-- What to work on --
a – From the EchoCLIP-R tokenizer passage below, quote the text starting at "By using this" and ending at "its retrieval ability.".
b – Answer these from the EchoCLIP-R tokenizer passage below:
(i) About how many tokens could the custom tokenizer compress an entire text report into?
(ii) Roughly how many phrases and sentences went into the lookup table?
(iii) What did the custom tokenizer allow EchoCLIP-R to be trained on instead of snippets of reports?

-- Excerpted text --
So, in order to create EchoCLIP-R, we created our own tokenizer that was capable of compressing entire text reports into just ~50 tokens! The reason this was possible is because the text in echo reports is very repetitive. It’s often generated by cardiologists filling in blanks or choosing from a set of phrases in a template, so there are many phrases that are repeated verbatim across many reports. We exploited this to our advantage by obtaining a copy of the template used by the cardiologists who create the reports and manually constructing a small lookup table of around 900 phrases and sentences that were very common in the reports. Then, we built a tokenizer that would map those phrases and sentences to a single token each — stretches of text that would otherwise have been encoded as dozens of tokens now only took 1 or 2!

By using this custom tokenizer, we were able to train EchoCLIP-R using whole reports instead of just snippets of reports, which greatly increased its retrieval ability.

All of what I’ve written about so far is just touching the surface of what I believe is possible with multimodal models in healthcare. EchoCLIP is just the beginning, and we have a number of promising avenues to investigate for future research.

-- Data for review --
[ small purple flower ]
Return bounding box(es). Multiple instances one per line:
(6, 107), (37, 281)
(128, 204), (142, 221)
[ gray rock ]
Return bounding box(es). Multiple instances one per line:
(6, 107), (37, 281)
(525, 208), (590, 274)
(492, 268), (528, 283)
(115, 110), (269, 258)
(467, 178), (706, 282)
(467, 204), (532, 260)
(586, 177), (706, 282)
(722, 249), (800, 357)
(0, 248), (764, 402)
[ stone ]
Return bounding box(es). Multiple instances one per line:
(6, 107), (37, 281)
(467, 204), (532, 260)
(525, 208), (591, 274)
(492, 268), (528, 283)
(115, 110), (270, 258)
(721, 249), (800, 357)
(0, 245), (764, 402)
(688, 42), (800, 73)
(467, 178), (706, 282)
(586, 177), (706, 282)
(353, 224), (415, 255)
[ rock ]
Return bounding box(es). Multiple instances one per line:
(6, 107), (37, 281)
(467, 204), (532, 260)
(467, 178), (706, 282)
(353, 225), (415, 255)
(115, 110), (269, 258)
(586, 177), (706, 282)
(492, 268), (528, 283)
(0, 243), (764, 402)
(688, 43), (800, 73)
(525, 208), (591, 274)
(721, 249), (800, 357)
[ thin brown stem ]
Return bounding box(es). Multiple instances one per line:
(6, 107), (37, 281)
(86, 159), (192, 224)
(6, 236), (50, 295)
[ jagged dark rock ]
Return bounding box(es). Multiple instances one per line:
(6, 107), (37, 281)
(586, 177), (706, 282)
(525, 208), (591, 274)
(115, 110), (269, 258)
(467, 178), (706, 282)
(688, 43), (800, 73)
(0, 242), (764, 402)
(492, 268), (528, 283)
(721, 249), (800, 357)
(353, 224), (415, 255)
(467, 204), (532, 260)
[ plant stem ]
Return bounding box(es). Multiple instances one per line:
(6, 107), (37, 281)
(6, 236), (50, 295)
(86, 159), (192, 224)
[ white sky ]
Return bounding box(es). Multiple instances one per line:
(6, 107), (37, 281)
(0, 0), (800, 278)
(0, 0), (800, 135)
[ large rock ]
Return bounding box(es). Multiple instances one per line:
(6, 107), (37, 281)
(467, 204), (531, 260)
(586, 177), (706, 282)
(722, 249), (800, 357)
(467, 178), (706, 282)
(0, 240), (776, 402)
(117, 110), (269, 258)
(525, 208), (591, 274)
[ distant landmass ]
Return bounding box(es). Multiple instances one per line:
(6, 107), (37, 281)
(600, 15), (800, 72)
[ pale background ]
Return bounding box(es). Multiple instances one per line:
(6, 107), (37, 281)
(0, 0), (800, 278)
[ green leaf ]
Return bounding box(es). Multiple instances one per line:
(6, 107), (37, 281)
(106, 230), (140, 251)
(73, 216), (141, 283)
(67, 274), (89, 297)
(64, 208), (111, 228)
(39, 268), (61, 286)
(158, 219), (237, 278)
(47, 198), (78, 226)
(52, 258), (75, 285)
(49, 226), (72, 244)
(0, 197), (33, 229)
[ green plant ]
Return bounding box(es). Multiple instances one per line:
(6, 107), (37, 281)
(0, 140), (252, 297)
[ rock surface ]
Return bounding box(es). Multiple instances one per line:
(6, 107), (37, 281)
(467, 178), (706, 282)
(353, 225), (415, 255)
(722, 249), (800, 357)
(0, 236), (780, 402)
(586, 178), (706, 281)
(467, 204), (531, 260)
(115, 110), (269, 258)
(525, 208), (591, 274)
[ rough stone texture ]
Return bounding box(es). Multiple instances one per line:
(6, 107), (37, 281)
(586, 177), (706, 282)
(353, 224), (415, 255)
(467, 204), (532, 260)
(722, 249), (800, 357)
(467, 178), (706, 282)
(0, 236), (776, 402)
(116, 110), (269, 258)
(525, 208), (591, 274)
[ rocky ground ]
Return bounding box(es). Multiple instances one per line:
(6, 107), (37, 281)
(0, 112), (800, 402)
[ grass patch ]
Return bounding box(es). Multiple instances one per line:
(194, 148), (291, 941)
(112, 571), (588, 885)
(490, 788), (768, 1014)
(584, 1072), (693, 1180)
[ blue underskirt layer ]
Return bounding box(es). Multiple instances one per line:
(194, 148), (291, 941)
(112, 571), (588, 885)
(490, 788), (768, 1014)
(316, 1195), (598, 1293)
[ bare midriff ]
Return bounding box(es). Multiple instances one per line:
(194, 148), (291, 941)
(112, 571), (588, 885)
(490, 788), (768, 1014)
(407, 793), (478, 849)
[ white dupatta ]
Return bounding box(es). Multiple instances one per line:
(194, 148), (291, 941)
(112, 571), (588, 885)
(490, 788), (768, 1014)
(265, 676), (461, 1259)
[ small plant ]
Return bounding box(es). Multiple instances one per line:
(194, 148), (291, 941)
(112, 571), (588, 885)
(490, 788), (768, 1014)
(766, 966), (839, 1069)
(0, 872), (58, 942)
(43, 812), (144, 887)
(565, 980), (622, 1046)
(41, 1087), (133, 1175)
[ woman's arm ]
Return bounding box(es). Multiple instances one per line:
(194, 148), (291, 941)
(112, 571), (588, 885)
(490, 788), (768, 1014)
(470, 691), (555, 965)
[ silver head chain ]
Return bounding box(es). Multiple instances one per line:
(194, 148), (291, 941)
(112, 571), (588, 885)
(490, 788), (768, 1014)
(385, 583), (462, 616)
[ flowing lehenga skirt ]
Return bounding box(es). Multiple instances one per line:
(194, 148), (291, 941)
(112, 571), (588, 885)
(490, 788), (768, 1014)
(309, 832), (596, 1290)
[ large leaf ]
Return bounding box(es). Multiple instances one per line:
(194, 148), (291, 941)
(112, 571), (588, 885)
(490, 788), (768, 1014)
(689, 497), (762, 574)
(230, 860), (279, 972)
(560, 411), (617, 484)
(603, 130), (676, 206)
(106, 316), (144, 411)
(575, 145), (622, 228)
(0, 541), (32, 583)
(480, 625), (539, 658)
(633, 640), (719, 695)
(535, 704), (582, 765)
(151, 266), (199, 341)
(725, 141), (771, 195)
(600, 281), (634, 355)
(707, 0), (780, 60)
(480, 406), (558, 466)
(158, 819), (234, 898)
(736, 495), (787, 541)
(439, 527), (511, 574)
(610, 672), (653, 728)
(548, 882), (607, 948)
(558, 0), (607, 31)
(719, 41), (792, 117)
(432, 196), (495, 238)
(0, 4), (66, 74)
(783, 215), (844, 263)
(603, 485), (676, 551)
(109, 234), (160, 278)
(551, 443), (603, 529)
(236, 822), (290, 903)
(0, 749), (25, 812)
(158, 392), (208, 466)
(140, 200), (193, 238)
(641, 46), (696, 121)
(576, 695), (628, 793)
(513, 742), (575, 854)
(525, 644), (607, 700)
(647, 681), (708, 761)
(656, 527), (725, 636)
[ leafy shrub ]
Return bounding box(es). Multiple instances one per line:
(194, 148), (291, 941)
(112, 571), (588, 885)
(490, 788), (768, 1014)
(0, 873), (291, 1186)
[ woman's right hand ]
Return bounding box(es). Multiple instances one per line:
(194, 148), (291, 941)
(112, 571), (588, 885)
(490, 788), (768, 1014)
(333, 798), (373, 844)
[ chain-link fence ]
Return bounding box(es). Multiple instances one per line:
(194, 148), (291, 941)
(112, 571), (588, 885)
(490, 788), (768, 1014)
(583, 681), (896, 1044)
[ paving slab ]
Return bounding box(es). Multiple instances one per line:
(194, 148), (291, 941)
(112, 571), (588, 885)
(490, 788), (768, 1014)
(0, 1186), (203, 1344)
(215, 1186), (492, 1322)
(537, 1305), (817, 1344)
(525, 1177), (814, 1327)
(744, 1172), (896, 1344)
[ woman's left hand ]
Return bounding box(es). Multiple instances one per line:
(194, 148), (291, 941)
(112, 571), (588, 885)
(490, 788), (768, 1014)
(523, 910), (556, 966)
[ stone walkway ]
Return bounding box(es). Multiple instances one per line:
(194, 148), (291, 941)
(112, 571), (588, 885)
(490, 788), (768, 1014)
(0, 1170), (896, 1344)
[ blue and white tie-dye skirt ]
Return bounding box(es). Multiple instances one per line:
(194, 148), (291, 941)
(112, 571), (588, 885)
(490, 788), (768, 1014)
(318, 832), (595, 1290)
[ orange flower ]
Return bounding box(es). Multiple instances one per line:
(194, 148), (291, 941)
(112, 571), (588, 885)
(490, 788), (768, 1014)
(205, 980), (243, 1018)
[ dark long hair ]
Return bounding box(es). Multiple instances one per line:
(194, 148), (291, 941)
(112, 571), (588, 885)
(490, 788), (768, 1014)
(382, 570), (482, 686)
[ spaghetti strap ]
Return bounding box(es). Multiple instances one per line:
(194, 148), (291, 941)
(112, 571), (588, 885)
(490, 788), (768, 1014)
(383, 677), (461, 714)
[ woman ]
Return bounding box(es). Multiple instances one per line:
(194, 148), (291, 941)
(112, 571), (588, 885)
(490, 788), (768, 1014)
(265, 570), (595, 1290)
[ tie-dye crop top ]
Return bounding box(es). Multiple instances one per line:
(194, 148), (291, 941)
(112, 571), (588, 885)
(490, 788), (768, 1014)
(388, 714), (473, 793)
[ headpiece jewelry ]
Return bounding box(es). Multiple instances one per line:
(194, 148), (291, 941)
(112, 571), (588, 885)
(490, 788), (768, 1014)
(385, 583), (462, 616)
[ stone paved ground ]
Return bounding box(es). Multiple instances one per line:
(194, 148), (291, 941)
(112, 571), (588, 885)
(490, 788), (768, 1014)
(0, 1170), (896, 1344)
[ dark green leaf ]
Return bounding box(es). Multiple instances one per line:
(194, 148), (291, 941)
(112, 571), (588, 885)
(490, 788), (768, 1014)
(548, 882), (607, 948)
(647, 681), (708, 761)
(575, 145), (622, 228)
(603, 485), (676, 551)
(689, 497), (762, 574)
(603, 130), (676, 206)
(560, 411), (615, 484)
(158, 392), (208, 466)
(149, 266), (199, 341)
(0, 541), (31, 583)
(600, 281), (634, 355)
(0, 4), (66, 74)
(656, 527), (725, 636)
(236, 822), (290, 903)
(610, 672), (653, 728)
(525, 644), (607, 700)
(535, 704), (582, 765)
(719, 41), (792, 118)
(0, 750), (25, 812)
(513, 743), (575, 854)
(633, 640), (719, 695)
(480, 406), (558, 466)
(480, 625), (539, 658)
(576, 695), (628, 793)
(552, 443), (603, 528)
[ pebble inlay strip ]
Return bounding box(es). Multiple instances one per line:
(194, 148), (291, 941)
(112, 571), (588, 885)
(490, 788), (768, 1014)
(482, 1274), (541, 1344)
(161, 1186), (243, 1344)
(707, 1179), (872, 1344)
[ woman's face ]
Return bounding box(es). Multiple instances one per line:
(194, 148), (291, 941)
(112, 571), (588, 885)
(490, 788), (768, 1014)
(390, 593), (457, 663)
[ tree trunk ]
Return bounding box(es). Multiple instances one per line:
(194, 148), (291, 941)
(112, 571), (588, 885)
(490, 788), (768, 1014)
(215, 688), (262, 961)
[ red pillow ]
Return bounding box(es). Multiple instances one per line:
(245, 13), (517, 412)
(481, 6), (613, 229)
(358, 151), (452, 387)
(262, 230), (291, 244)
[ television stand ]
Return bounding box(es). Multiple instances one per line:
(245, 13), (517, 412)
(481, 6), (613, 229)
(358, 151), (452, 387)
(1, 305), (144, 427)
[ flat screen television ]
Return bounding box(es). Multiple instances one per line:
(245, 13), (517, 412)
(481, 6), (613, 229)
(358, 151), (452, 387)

-- Answers in order --
a –
By using this custom tokenizer, we were able to train EchoCLIP-R using whole reports instead of just snippets of reports, which greatly increased its retrieval ability.

b –
(i) About 50 tokens.
(ii) Around 900.
(iii) Whole reports.